* **Exercise prompt**
Replace "paved driveway" with "gravel driveway" in the material from the line holding "Can you see the green" through the line holding "x=439, y=990", both included, and write out only those lines, leaving everything else in them unchanged.

* **Data shown**
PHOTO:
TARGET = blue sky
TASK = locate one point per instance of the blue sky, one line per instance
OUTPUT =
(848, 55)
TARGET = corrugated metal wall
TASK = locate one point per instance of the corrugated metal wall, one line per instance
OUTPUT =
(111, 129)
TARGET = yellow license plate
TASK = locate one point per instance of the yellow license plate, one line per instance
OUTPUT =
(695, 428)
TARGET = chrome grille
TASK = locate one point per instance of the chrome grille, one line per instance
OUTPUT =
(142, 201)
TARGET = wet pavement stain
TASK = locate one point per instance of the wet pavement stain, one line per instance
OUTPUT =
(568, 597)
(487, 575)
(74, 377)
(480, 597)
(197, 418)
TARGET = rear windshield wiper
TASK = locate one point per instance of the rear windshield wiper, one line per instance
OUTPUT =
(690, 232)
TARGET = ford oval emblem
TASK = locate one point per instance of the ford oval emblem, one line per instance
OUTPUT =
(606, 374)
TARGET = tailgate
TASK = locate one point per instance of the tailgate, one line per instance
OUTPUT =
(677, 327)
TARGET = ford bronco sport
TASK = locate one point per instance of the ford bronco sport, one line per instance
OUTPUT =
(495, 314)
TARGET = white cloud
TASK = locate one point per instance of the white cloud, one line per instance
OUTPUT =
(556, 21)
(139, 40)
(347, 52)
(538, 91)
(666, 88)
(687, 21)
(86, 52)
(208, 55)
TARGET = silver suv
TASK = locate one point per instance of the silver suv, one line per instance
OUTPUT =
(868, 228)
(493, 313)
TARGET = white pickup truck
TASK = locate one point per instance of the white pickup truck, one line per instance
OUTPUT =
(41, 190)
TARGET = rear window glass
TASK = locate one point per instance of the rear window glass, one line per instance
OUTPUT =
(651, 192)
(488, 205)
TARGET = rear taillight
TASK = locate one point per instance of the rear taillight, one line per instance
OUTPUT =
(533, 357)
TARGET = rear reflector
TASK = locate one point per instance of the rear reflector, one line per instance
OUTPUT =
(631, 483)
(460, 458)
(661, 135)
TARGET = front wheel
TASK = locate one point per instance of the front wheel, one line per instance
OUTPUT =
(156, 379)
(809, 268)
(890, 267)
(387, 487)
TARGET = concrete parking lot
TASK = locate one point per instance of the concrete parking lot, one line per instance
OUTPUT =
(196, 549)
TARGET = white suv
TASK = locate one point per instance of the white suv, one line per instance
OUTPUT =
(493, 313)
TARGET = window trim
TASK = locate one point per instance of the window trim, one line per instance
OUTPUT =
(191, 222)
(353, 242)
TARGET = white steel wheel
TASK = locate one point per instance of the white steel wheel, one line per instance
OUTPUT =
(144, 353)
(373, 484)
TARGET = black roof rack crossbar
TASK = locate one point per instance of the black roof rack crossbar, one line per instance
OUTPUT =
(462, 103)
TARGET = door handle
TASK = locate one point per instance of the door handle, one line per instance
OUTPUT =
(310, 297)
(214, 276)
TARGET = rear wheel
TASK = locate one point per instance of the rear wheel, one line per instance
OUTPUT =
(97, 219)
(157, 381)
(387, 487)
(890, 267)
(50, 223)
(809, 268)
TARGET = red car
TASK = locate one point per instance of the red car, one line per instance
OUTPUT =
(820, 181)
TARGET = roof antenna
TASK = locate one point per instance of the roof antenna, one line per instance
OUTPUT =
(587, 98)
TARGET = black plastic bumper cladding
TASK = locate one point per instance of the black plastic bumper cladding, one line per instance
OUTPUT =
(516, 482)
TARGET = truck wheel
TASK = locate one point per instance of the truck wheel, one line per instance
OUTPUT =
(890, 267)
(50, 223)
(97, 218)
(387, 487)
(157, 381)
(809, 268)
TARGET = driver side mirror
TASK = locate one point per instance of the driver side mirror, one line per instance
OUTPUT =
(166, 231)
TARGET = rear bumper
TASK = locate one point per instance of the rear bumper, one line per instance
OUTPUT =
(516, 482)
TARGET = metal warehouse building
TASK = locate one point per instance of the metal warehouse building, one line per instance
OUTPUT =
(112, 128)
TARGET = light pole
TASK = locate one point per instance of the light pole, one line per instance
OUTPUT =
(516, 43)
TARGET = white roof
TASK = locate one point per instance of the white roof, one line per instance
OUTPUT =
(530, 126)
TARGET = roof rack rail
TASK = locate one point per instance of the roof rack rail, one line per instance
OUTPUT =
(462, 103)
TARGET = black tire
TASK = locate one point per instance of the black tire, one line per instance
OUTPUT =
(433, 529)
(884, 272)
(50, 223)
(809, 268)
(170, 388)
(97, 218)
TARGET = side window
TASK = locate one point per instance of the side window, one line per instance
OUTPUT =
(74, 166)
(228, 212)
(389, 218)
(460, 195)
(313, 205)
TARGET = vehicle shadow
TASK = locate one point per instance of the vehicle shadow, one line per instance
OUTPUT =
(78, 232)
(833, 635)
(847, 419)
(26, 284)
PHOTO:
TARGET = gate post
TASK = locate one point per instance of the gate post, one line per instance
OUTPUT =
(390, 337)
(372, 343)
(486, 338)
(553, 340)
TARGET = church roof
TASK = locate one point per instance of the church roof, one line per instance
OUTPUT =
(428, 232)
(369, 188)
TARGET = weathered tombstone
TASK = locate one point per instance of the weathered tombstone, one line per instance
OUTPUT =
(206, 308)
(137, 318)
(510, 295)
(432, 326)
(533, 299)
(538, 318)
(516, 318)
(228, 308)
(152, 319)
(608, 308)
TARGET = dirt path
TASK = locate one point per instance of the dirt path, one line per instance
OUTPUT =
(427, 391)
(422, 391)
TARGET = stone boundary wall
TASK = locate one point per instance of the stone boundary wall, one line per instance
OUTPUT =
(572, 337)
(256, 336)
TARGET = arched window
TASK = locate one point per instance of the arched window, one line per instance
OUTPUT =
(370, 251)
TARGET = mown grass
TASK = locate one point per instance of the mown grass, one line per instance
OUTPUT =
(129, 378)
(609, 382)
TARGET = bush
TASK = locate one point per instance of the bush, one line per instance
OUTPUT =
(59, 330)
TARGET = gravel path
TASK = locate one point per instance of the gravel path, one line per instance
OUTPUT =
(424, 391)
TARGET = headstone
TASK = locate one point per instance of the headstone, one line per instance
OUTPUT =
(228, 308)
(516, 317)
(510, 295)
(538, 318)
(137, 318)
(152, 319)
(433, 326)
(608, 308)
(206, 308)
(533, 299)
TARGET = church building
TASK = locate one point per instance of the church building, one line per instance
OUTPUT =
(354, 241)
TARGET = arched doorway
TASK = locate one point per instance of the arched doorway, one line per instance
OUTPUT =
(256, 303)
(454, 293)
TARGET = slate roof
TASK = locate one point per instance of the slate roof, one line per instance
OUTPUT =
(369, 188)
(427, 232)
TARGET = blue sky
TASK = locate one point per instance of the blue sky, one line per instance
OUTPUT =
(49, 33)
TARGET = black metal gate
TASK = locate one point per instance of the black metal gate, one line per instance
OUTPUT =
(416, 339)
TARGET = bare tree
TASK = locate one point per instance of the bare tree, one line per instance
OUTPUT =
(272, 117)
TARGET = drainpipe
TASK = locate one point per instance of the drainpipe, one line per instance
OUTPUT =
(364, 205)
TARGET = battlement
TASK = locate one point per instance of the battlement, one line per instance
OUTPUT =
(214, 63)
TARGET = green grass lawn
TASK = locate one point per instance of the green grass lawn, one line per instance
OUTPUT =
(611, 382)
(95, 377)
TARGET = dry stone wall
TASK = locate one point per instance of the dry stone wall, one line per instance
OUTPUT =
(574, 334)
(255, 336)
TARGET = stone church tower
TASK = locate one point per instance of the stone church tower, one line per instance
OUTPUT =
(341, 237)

---

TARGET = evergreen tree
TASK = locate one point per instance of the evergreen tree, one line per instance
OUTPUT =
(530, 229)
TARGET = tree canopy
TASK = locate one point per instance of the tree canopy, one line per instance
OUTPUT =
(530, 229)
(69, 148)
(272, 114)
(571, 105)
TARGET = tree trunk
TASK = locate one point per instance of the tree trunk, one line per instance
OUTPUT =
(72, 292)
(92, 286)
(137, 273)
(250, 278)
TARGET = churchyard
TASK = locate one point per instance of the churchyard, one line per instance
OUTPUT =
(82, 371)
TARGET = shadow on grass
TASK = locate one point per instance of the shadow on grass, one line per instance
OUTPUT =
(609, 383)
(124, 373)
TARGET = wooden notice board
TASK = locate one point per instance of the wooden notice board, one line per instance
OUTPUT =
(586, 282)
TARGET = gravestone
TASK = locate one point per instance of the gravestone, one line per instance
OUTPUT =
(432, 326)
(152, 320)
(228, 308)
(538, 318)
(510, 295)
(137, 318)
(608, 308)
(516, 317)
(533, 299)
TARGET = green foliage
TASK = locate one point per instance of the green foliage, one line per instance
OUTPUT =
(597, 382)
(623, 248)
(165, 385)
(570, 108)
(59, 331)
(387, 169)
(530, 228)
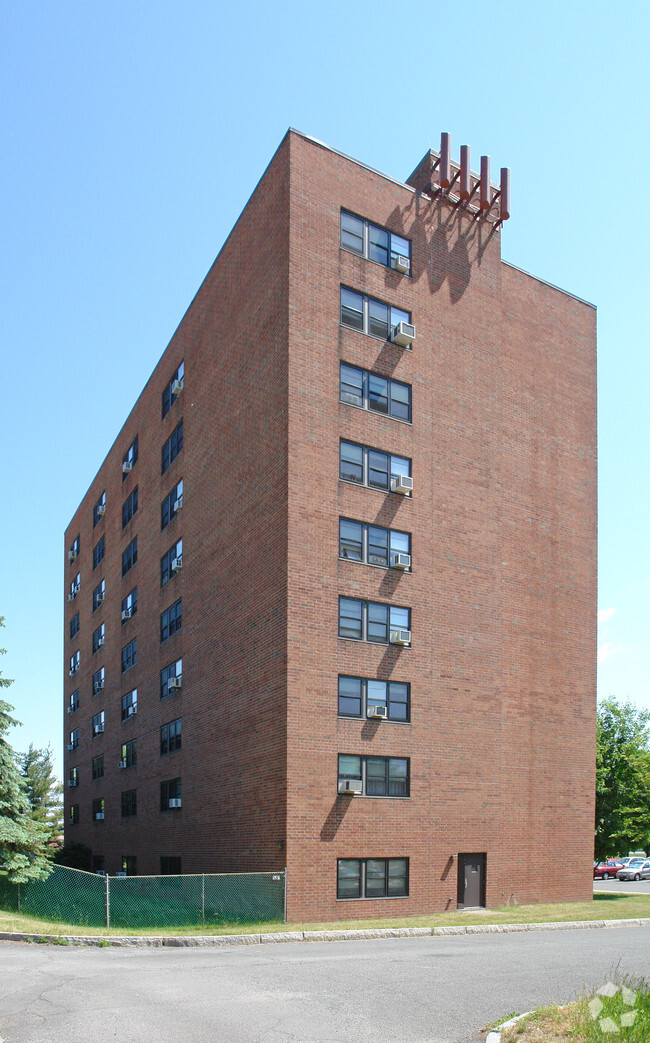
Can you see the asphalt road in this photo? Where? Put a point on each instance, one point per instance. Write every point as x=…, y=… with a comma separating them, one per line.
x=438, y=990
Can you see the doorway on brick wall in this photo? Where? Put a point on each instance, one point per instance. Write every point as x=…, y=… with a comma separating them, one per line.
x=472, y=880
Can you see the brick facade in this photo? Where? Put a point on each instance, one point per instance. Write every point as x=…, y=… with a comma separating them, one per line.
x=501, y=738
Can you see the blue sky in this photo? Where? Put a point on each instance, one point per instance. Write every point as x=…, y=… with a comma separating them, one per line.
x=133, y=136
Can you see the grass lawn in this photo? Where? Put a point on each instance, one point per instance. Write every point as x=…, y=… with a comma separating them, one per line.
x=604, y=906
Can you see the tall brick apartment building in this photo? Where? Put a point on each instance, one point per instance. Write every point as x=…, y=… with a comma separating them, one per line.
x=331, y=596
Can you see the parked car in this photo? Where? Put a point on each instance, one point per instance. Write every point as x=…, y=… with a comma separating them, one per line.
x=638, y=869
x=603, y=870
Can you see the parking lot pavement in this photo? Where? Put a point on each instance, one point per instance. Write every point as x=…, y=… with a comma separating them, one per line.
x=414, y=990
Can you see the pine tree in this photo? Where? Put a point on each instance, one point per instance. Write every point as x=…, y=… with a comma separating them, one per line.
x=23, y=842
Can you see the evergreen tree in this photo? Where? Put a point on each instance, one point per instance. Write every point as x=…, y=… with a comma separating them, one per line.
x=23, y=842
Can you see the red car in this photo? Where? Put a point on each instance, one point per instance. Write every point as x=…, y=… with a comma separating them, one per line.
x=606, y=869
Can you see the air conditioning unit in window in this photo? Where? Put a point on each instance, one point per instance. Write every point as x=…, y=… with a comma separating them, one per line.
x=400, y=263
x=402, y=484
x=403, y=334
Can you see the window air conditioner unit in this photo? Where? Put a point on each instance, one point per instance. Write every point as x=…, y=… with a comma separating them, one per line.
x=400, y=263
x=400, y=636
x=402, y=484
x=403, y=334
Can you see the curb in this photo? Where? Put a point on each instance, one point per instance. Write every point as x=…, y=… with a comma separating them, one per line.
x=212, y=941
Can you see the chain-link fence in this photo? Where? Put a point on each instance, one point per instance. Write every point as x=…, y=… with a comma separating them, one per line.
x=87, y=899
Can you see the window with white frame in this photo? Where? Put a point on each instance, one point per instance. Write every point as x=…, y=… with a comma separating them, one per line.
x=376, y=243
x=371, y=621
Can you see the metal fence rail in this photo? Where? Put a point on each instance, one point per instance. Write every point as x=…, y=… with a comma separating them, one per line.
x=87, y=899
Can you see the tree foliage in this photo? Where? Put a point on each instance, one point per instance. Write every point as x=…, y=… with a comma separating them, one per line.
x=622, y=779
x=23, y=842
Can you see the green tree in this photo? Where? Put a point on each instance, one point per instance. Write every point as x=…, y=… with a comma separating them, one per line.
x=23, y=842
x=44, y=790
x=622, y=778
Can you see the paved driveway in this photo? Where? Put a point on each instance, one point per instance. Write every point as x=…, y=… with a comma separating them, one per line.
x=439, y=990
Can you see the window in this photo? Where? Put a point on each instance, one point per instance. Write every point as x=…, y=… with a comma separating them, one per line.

* * *

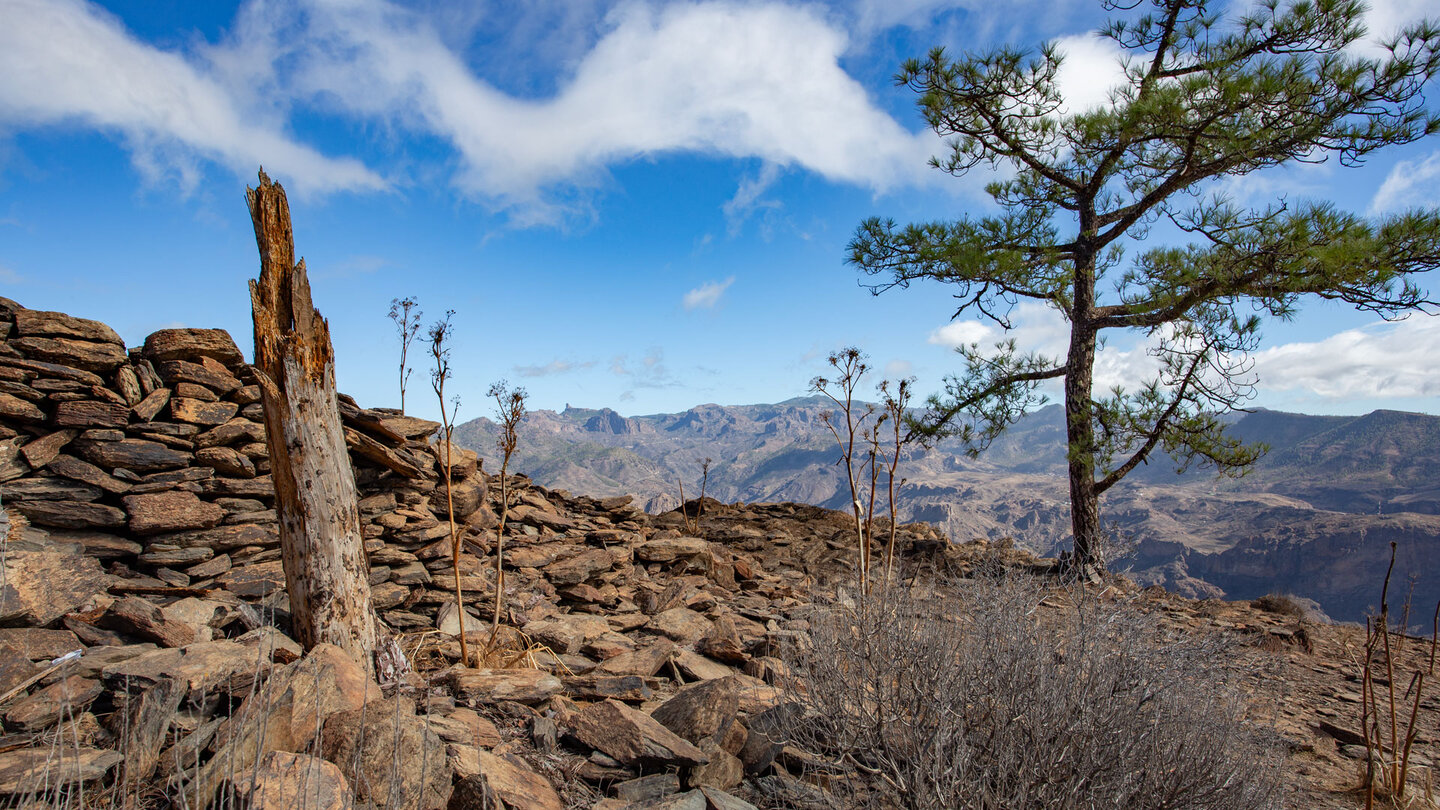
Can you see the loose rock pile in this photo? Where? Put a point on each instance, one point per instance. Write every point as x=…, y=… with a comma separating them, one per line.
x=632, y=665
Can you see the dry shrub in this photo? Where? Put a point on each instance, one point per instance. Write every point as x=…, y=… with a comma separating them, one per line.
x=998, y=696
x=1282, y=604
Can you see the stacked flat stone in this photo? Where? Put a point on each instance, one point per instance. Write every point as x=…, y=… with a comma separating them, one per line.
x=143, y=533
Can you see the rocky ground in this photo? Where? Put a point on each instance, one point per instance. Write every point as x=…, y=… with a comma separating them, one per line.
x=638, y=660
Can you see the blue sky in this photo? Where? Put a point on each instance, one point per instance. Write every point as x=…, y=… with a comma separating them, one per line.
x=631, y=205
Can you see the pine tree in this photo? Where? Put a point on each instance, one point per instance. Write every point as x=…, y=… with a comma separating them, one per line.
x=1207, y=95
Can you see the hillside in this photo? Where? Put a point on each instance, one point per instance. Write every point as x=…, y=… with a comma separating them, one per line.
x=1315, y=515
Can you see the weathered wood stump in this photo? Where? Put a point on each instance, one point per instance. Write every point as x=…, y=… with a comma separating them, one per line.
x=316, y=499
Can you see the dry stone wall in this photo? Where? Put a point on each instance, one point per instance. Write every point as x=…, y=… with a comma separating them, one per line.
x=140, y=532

* **Response to this task**
Can you see the green tree in this photo? Where? Put a point on each instance, one point per instance. Write every point as x=…, y=… with a comma separating them, one per line.
x=23, y=842
x=44, y=790
x=622, y=778
Can you see the gravel driveway in this photo? Where? Put a point on each instance, one point per instance. Write every point as x=…, y=… with a comma separating them, one per line.
x=439, y=990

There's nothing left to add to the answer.